What the task requires:
Retype, character for character, the passage from this biographical entry on Charles Grant that begins at the words "Young Charles was" and ends after the words "among clever men.".

Document section:
** begin **

GRANT, Charles II (1778-1866).

Published in The History of Parliament: the House of Commons 1790-1820, ed. R. Thorne, 1986
Available from Boydell and Brewer

Constituency

Dates

4 Nov. 1811 - 1818
1818 - 11 May 1835

Family and Education

b. 26 Oct. 1778 at Kidderpore, 1st s. of Charles Grant I* and bro. of Robert Grant*. educ. privately by Rev. John Venn and Rev. Henry Jowett;1 Magdalene, Camb. 1795-1801; L. Inn 1801, called 1807. unm. suc. fa. 1823; cr. Baron Glenelg 11 May 1835.

Offices Held

Ld. of Treasury Dec. 1813-Mar. 1819; chief sec. to ld. lt. [I] Aug. 1818-Dec. 1823; PC [I] 19 Sept. 1818; PC 28 May 1819; vice-pres. Board of Trade Apr. 1823-Sept. 1827, pres. Sept. 1827-June 1828; treasurer of navy Sept. 1827-Feb. 1828; pres. Board of Control Dec. 1830-Nov. 1834; sec. of state for War and Colonies Apr. 1835-Feb. 1839.

Vol. London and Westminster light horse 1801-13.

Biography

Grant spent his first 12 years in India: ‘too long’, in the view of Macaulay, who subscribed to the widespread belief that his characteristic ‘languour and slowness’ were attributable to his early exposure to the Bengal climate. After a distinguished career at Cambridge, Grant, who joined the Speculative Society and was an early contributor to the Quarterly Review, read for the bar, but ill health forced him to go abroad and he never practised. On encountering him at St. Helena in 1805 Lord Wellesley described him as ‘a young man of most accomplished manner and address’, who ‘appears to possess an excellent disposition, considerable talents and extensive information’. Elizabeth Grant of Rothiemurchus, subsequently a close friend, recalled his early days in Highland society after his father, the powerful East India director and member of the Clapham Sect, had bought an estate on Skye:

Young Charles was ... deeply in love with Emilia Cumming ... Old Charles Grant had reasons for forbidding a marriage between them, and they were good ones, acquiesced in by his son, who yet had not the resolution to avoid her society. Year after year he dangled about her till her youth and her beauty went, and he found absence no longer a difficulty ... I thought him hideous, tall, thin, yellow, grave, with sandy hair, small light eyes, and a shy awkward manner, though nearly as old as my father and already of some note among clever men.

** end **

Supplied data:
** begin **

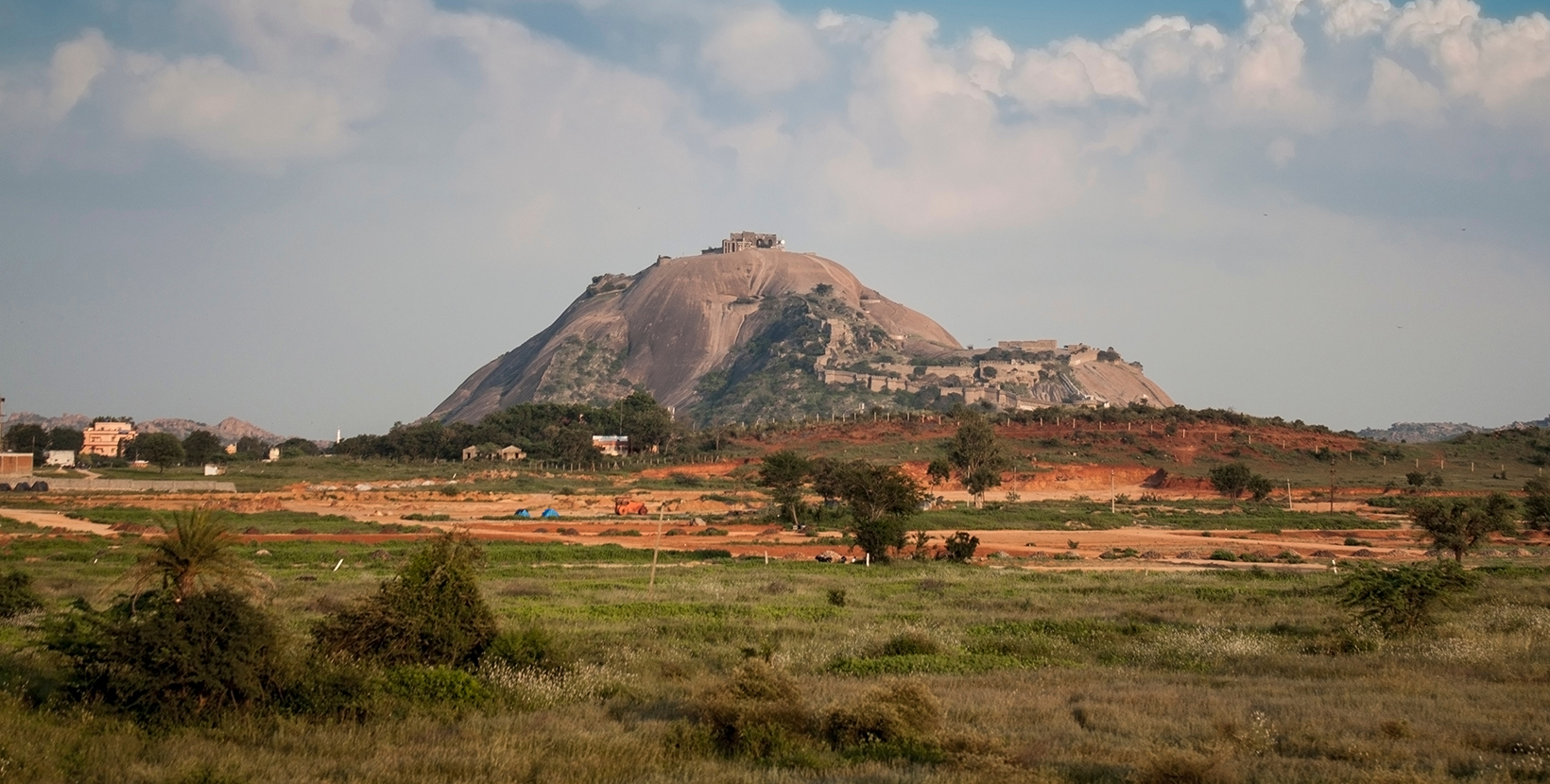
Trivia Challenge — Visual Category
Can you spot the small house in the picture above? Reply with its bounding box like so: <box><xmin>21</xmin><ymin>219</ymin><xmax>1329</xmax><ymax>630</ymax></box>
<box><xmin>0</xmin><ymin>452</ymin><xmax>32</xmax><ymax>476</ymax></box>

** end **

Finished answer:
Young Charles was ... deeply in love with Emilia Cumming ... Old Charles Grant had reasons for forbidding a marriage between them, and they were good ones, acquiesced in by his son, who yet had not the resolution to avoid her society. Year after year he dangled about her till her youth and her beauty went, and he found absence no longer a difficulty ... I thought him hideous, tall, thin, yellow, grave, with sandy hair, small light eyes, and a shy awkward manner, though nearly as old as my father and already of some note among clever men.